§ **What the task asks**
Check each line of the data below for the string "cloud", then state how many have it and nothing else.

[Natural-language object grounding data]
++++++++
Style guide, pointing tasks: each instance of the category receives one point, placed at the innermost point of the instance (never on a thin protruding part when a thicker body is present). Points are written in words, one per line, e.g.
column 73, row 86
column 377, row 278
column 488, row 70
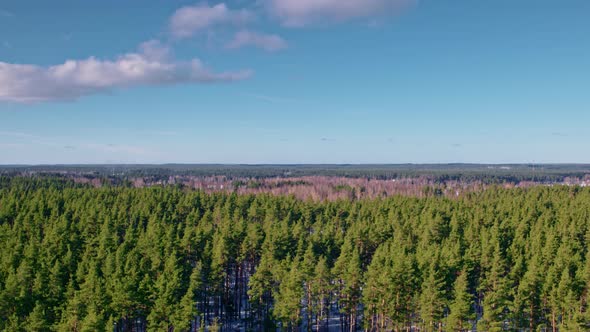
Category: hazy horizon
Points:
column 294, row 82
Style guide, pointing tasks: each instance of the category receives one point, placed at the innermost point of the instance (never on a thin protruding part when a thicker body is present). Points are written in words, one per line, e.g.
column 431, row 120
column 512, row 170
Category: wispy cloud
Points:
column 267, row 42
column 26, row 139
column 152, row 65
column 16, row 134
column 187, row 21
column 296, row 13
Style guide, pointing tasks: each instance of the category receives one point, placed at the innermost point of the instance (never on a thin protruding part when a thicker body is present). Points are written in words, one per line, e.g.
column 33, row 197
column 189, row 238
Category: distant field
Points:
column 486, row 173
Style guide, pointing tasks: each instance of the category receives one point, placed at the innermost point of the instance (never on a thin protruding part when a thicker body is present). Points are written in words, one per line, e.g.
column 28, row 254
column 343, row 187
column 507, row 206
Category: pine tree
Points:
column 461, row 309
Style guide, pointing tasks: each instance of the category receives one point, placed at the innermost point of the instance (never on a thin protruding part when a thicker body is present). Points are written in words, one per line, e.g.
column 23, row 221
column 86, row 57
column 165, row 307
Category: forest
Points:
column 74, row 257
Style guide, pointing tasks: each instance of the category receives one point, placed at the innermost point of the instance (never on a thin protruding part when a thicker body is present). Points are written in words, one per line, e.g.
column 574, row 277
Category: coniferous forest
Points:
column 166, row 258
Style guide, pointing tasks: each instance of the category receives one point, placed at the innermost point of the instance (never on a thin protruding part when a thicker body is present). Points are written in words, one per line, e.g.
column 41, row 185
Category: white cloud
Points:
column 249, row 38
column 303, row 12
column 26, row 83
column 186, row 21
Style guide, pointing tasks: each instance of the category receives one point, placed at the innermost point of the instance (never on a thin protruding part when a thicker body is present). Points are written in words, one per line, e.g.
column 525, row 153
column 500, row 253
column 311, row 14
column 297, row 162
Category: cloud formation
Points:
column 187, row 21
column 297, row 13
column 267, row 42
column 152, row 65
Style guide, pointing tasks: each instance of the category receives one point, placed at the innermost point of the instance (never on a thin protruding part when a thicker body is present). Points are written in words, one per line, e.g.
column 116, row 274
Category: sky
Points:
column 294, row 81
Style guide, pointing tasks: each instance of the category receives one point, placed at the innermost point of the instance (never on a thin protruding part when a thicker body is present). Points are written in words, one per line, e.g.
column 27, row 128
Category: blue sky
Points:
column 294, row 81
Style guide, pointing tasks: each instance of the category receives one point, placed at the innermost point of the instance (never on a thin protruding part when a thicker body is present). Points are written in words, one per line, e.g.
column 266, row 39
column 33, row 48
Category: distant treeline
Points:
column 489, row 174
column 78, row 258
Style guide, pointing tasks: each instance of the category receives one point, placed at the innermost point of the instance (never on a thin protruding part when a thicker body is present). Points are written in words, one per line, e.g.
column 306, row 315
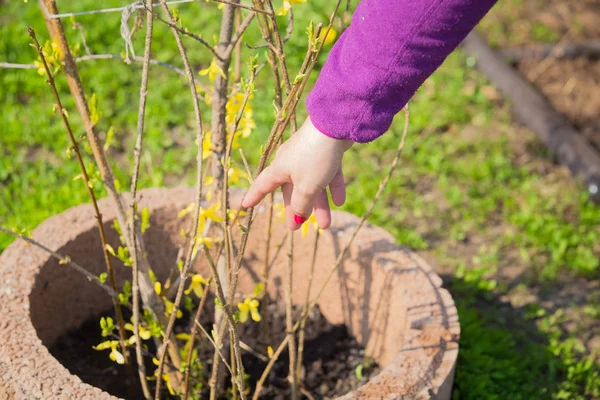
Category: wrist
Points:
++++++++
§ **Expected output**
3